-- FRAGMENTO DEL TEXTO --
══════════════════════════════
El Profesor resume el breve discurso de Stalker: ¿así que la Zona deja pasar a los buenos y morir a los malos? (Bueno, es más complicado, obviamente, y también más sencillo.) Stalker no lo sabe. Deja pasar a quienes han perdido toda esperanza, los desdichados, dice, agonizando desdicha, sin caer ni una vez en la cuenta de que él (por definición) podría contarse entre ellos. ¿Alguna vez la desdicha tiene esta capacidad de trascenderse? ¿O es simplemente un camino a futuras desdichas? Las insondables implicaciones de todo ello quizá pesen sobre Stalker mientras da la espalda a la oscuridad y se encamina hacia la luz, donde el Escritor y el Profesor se dibujan contra la niebla y los árboles de la Zona.

En la ultimísima página del epílogo de Las variedades de la experiencia religiosa, William James escribe sobre la buena disposición de la gente a apostarlo todo por la posibilidad de la salvación. Dicha posibilidad, dice James, distingue entre «una vida cuya tónica es la resignación y una vida cuya tónica es la esperanza». Una vez más se deja sentir la imposible paradoja de la relación de Stalker con la Zona. La tónica de su vida es la esperanza, pero la Zona solo dejará pasar a aquellos que han perdido toda esperanza. Los stalkers, como descubriremos más tarde, tienen prohibido entrar en la Habitación. Prohibido, quizá, por su fe –su esperanza– en ella.
══════════════════════════════
-- CONSIGNA 1 --
Indica si cada afirmación coincide con el fragmento y cita las palabras exactas que lo deciden: (a) William James trata la posibilidad de la salvación en el prólogo de su libro; (b) los stalkers pueden entrar en la Habitación; (c) según Stalker, la Zona deja pasar a quienes han perdido toda esperanza.
-- CONSIGNA 2 --
Anota todos los nombres propios de personas o personajes que aparecen en el fragmento.
-- CONSIGNA 3 --
Reproduce del fragmento el pasaje que empieza en "El Profesor resume" y acaba en "de la Zona.".
El listado es material aparte y no guarda relación con el fragmento.

(Entradas de la colección)
══════════════════════════════
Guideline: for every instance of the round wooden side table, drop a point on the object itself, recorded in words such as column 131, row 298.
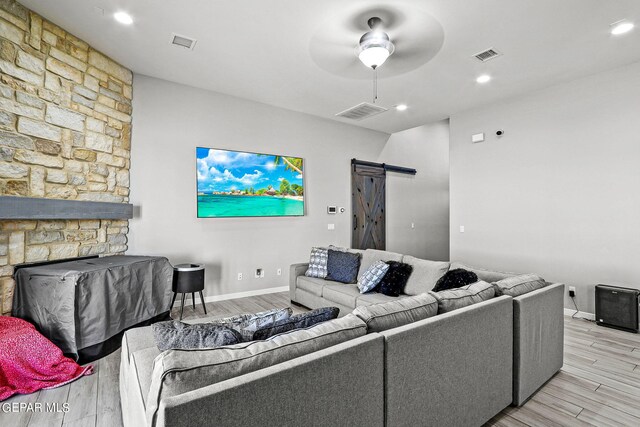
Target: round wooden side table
column 188, row 278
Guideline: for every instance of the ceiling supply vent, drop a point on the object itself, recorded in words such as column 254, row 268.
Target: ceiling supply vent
column 361, row 111
column 183, row 41
column 486, row 55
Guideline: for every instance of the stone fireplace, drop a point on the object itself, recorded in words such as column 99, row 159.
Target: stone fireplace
column 65, row 133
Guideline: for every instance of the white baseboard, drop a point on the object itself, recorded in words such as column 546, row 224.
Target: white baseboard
column 579, row 314
column 224, row 297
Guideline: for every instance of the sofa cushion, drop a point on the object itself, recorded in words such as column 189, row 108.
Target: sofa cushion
column 388, row 315
column 425, row 274
column 142, row 364
column 454, row 299
column 486, row 275
column 372, row 255
column 345, row 294
column 298, row 321
column 179, row 371
column 317, row 263
column 455, row 278
column 376, row 298
column 179, row 335
column 519, row 285
column 343, row 266
column 312, row 284
column 372, row 277
column 395, row 281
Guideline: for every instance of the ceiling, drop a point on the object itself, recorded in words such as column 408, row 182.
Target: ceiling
══════════════════════════════
-- RESPUESTA ESCRITA 1 --
(a) No: «En la ultimísima página del epílogo de Las variedades de la experiencia religiosa».
(b) No: «Los stalkers, como descubriremos más tarde, tienen prohibido entrar en la Habitación».
(c) Sí: «Deja pasar a quienes han perdido toda esperanza, los desdichados, dice».

-- RESPUESTA ESCRITA 2 --
Stalker, el Profesor, el Escritor, William James

-- RESPUESTA ESCRITA 3 --
El Profesor resume el breve discurso de Stalker: ¿así que la Zona deja pasar a los buenos y morir a los malos? (Bueno, es más complicado, obviamente, y también más sencillo.) Stalker no lo sabe. Deja pasar a quienes han perdido toda esperanza, los desdichados, dice, agonizando desdicha, sin caer ni una vez en la cuenta de que él (por definición) podría contarse entre ellos. ¿Alguna vez la desdicha tiene esta capacidad de trascenderse? ¿O es simplemente un camino a futuras desdichas? Las insondables implicaciones de todo ello quizá pesen sobre Stalker mientras da la espalda a la oscuridad y se encamina hacia la luz, donde el Escritor y el Profesor se dibujan contra la niebla y los árboles de la Zona.